Dataset entries:
________

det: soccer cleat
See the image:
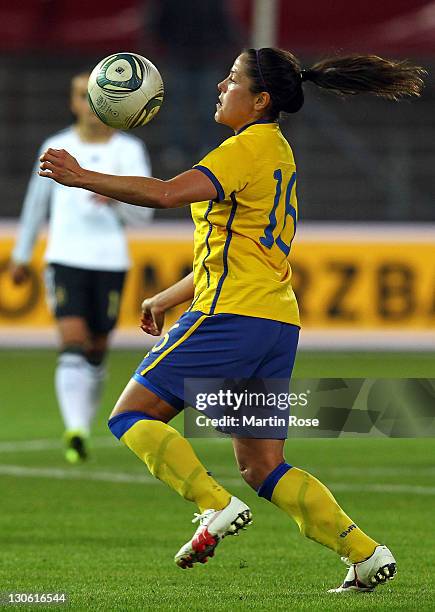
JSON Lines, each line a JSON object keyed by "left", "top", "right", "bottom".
{"left": 174, "top": 496, "right": 252, "bottom": 569}
{"left": 328, "top": 545, "right": 397, "bottom": 593}
{"left": 64, "top": 431, "right": 88, "bottom": 464}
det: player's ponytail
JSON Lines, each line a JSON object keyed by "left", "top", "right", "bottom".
{"left": 301, "top": 55, "right": 426, "bottom": 100}
{"left": 244, "top": 48, "right": 426, "bottom": 120}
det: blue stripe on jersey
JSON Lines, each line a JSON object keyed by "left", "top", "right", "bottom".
{"left": 194, "top": 165, "right": 225, "bottom": 202}
{"left": 209, "top": 193, "right": 238, "bottom": 315}
{"left": 202, "top": 200, "right": 214, "bottom": 288}
{"left": 187, "top": 292, "right": 201, "bottom": 312}
{"left": 236, "top": 119, "right": 276, "bottom": 135}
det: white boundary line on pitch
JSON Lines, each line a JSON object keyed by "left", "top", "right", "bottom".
{"left": 1, "top": 437, "right": 435, "bottom": 480}
{"left": 0, "top": 437, "right": 118, "bottom": 453}
{"left": 0, "top": 436, "right": 227, "bottom": 453}
{"left": 1, "top": 464, "right": 435, "bottom": 495}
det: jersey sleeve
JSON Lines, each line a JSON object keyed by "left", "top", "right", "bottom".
{"left": 12, "top": 142, "right": 52, "bottom": 264}
{"left": 193, "top": 135, "right": 255, "bottom": 202}
{"left": 115, "top": 137, "right": 154, "bottom": 226}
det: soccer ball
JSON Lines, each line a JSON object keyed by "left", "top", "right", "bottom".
{"left": 87, "top": 52, "right": 164, "bottom": 129}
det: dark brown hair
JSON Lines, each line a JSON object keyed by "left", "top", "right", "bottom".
{"left": 244, "top": 48, "right": 427, "bottom": 120}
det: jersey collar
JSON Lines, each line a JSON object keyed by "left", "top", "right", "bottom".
{"left": 235, "top": 119, "right": 276, "bottom": 135}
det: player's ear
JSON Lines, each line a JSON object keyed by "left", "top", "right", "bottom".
{"left": 254, "top": 92, "right": 271, "bottom": 112}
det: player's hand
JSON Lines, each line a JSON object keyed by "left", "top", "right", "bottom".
{"left": 9, "top": 262, "right": 31, "bottom": 285}
{"left": 140, "top": 297, "right": 165, "bottom": 336}
{"left": 39, "top": 148, "right": 84, "bottom": 187}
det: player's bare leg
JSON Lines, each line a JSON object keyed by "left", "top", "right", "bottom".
{"left": 109, "top": 380, "right": 252, "bottom": 568}
{"left": 110, "top": 378, "right": 180, "bottom": 422}
{"left": 233, "top": 437, "right": 396, "bottom": 592}
{"left": 232, "top": 437, "right": 286, "bottom": 490}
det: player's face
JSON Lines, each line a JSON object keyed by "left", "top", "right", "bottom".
{"left": 215, "top": 55, "right": 264, "bottom": 131}
{"left": 70, "top": 74, "right": 106, "bottom": 128}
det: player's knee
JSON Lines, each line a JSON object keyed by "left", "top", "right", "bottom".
{"left": 109, "top": 403, "right": 129, "bottom": 421}
{"left": 238, "top": 459, "right": 276, "bottom": 491}
{"left": 58, "top": 317, "right": 89, "bottom": 347}
{"left": 239, "top": 464, "right": 259, "bottom": 489}
{"left": 239, "top": 455, "right": 286, "bottom": 491}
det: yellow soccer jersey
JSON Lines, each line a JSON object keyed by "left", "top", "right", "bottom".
{"left": 190, "top": 120, "right": 300, "bottom": 327}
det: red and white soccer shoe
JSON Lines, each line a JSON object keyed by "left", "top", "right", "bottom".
{"left": 174, "top": 496, "right": 252, "bottom": 569}
{"left": 328, "top": 545, "right": 397, "bottom": 593}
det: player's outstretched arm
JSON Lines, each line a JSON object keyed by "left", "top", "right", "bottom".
{"left": 39, "top": 148, "right": 217, "bottom": 209}
{"left": 140, "top": 272, "right": 195, "bottom": 335}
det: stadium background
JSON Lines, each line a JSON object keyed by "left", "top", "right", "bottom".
{"left": 0, "top": 0, "right": 434, "bottom": 348}
{"left": 1, "top": 2, "right": 434, "bottom": 610}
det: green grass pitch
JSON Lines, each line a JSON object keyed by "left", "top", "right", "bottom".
{"left": 0, "top": 349, "right": 434, "bottom": 611}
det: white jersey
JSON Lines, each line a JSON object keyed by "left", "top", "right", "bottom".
{"left": 13, "top": 127, "right": 152, "bottom": 271}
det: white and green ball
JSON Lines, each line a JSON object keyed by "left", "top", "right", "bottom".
{"left": 87, "top": 52, "right": 164, "bottom": 129}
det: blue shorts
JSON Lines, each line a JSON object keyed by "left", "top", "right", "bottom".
{"left": 133, "top": 311, "right": 299, "bottom": 412}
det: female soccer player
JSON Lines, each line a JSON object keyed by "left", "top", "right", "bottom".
{"left": 39, "top": 48, "right": 425, "bottom": 592}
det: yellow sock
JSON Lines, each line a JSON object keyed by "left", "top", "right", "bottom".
{"left": 120, "top": 418, "right": 231, "bottom": 512}
{"left": 260, "top": 464, "right": 378, "bottom": 563}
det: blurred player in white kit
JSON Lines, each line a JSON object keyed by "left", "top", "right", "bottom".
{"left": 10, "top": 72, "right": 153, "bottom": 463}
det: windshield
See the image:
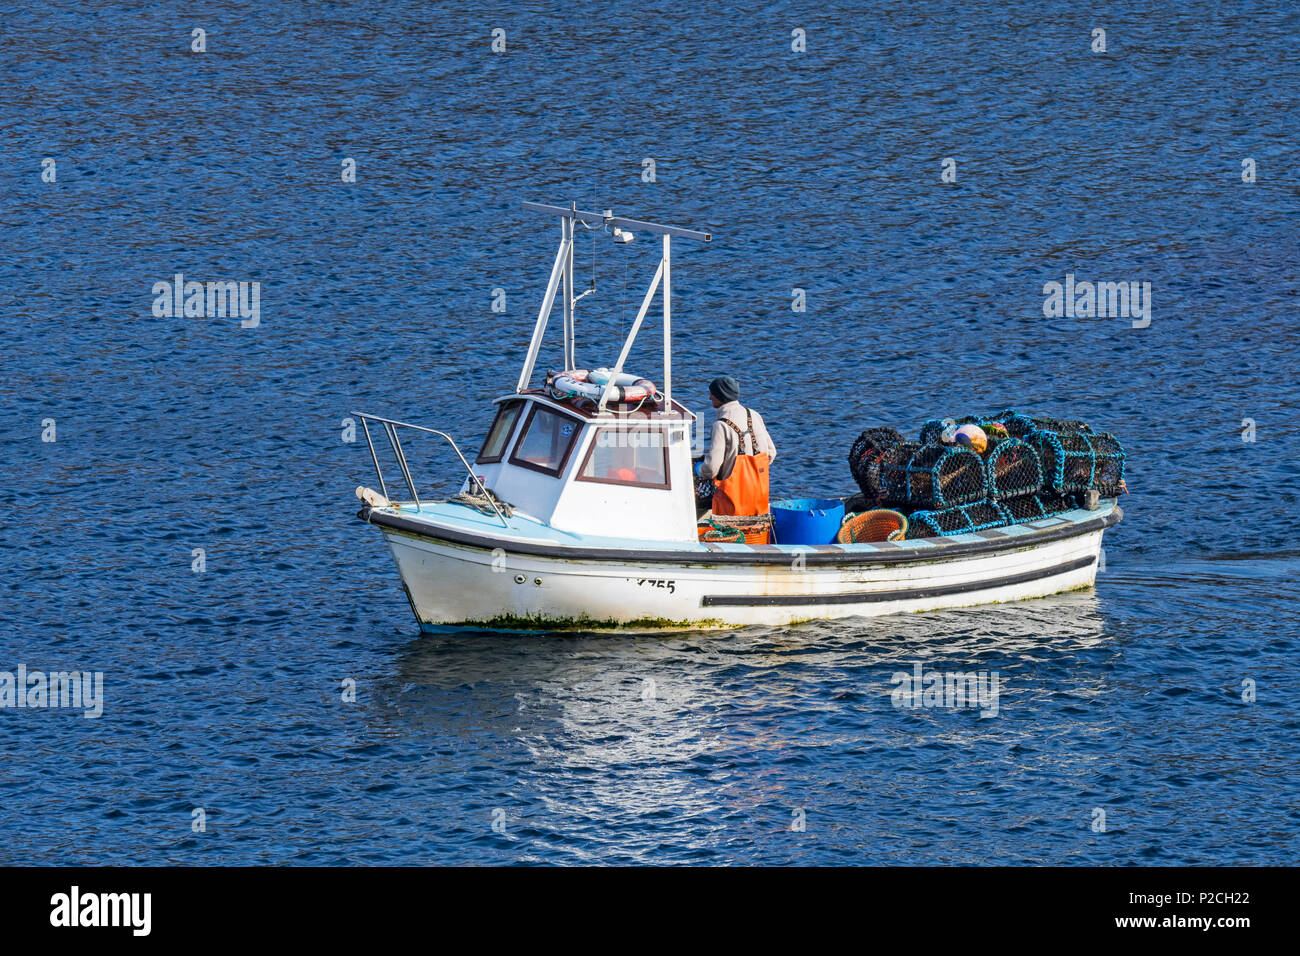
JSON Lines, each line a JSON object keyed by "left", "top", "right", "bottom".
{"left": 508, "top": 405, "right": 581, "bottom": 475}
{"left": 477, "top": 401, "right": 522, "bottom": 463}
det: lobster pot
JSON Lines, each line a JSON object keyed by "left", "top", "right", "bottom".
{"left": 848, "top": 427, "right": 907, "bottom": 499}
{"left": 1008, "top": 413, "right": 1094, "bottom": 439}
{"left": 920, "top": 410, "right": 1019, "bottom": 445}
{"left": 906, "top": 501, "right": 1011, "bottom": 538}
{"left": 1088, "top": 433, "right": 1126, "bottom": 496}
{"left": 985, "top": 438, "right": 1043, "bottom": 500}
{"left": 1002, "top": 492, "right": 1076, "bottom": 524}
{"left": 865, "top": 440, "right": 922, "bottom": 505}
{"left": 901, "top": 445, "right": 987, "bottom": 509}
{"left": 918, "top": 418, "right": 950, "bottom": 445}
{"left": 1034, "top": 429, "right": 1125, "bottom": 496}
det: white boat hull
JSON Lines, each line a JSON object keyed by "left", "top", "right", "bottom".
{"left": 369, "top": 504, "right": 1118, "bottom": 630}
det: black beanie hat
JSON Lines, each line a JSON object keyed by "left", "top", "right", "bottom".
{"left": 709, "top": 376, "right": 740, "bottom": 404}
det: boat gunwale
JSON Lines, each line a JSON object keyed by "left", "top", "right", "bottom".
{"left": 362, "top": 502, "right": 1122, "bottom": 567}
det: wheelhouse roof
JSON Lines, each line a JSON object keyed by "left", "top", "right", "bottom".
{"left": 492, "top": 389, "right": 695, "bottom": 424}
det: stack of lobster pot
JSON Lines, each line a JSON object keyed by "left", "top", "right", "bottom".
{"left": 847, "top": 425, "right": 1001, "bottom": 536}
{"left": 847, "top": 410, "right": 1126, "bottom": 539}
{"left": 906, "top": 427, "right": 1023, "bottom": 537}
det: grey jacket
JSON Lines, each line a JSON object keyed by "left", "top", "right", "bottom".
{"left": 699, "top": 401, "right": 778, "bottom": 481}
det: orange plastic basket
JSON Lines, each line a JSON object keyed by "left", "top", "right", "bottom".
{"left": 837, "top": 509, "right": 908, "bottom": 544}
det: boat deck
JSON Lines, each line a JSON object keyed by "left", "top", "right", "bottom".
{"left": 363, "top": 497, "right": 1122, "bottom": 565}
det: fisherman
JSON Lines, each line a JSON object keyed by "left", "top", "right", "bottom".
{"left": 696, "top": 376, "right": 777, "bottom": 517}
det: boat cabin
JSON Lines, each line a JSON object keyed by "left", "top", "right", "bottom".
{"left": 466, "top": 390, "right": 699, "bottom": 542}
{"left": 451, "top": 201, "right": 713, "bottom": 544}
{"left": 355, "top": 201, "right": 714, "bottom": 545}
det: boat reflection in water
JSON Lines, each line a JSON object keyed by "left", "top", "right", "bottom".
{"left": 357, "top": 592, "right": 1115, "bottom": 862}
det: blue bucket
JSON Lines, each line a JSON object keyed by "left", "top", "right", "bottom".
{"left": 770, "top": 498, "right": 846, "bottom": 545}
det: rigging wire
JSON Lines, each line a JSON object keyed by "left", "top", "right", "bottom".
{"left": 620, "top": 259, "right": 629, "bottom": 336}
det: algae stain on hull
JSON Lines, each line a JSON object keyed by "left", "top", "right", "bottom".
{"left": 425, "top": 612, "right": 731, "bottom": 634}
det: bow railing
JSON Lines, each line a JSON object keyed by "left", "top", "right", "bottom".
{"left": 351, "top": 411, "right": 510, "bottom": 528}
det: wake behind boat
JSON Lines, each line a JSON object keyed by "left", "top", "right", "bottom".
{"left": 353, "top": 202, "right": 1124, "bottom": 631}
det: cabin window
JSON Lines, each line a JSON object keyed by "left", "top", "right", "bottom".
{"left": 477, "top": 401, "right": 522, "bottom": 464}
{"left": 508, "top": 404, "right": 582, "bottom": 476}
{"left": 576, "top": 426, "right": 671, "bottom": 489}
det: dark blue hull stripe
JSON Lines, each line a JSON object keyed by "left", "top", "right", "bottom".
{"left": 700, "top": 554, "right": 1098, "bottom": 607}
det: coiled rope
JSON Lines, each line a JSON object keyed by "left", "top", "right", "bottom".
{"left": 447, "top": 487, "right": 516, "bottom": 518}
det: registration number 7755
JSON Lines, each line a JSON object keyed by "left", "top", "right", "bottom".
{"left": 635, "top": 578, "right": 676, "bottom": 594}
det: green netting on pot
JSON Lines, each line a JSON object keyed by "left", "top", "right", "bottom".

________

What is needed -
Would you retype exactly the lines above, from the line with "det: white boat hull" to the line with "det: stack of lobster pot", with both end lines kept and nothing more?

Completed exercise -
det: white boat hull
JSON Lines, each line a JSON object keyed by "left", "top", "right", "bottom".
{"left": 369, "top": 504, "right": 1118, "bottom": 630}
det: black beanie hat
JSON Lines, each line a JSON object keyed by "left", "top", "right", "bottom".
{"left": 709, "top": 376, "right": 740, "bottom": 404}
det: boat gunwale
JSON Lines, each line a JSON object keyed by "left", "top", "right", "bottom".
{"left": 362, "top": 502, "right": 1122, "bottom": 567}
det: wheelhouse roof
JSON Lines, each line a JSON object keyed by "left", "top", "right", "bottom".
{"left": 492, "top": 389, "right": 695, "bottom": 424}
det: stack of lobster pot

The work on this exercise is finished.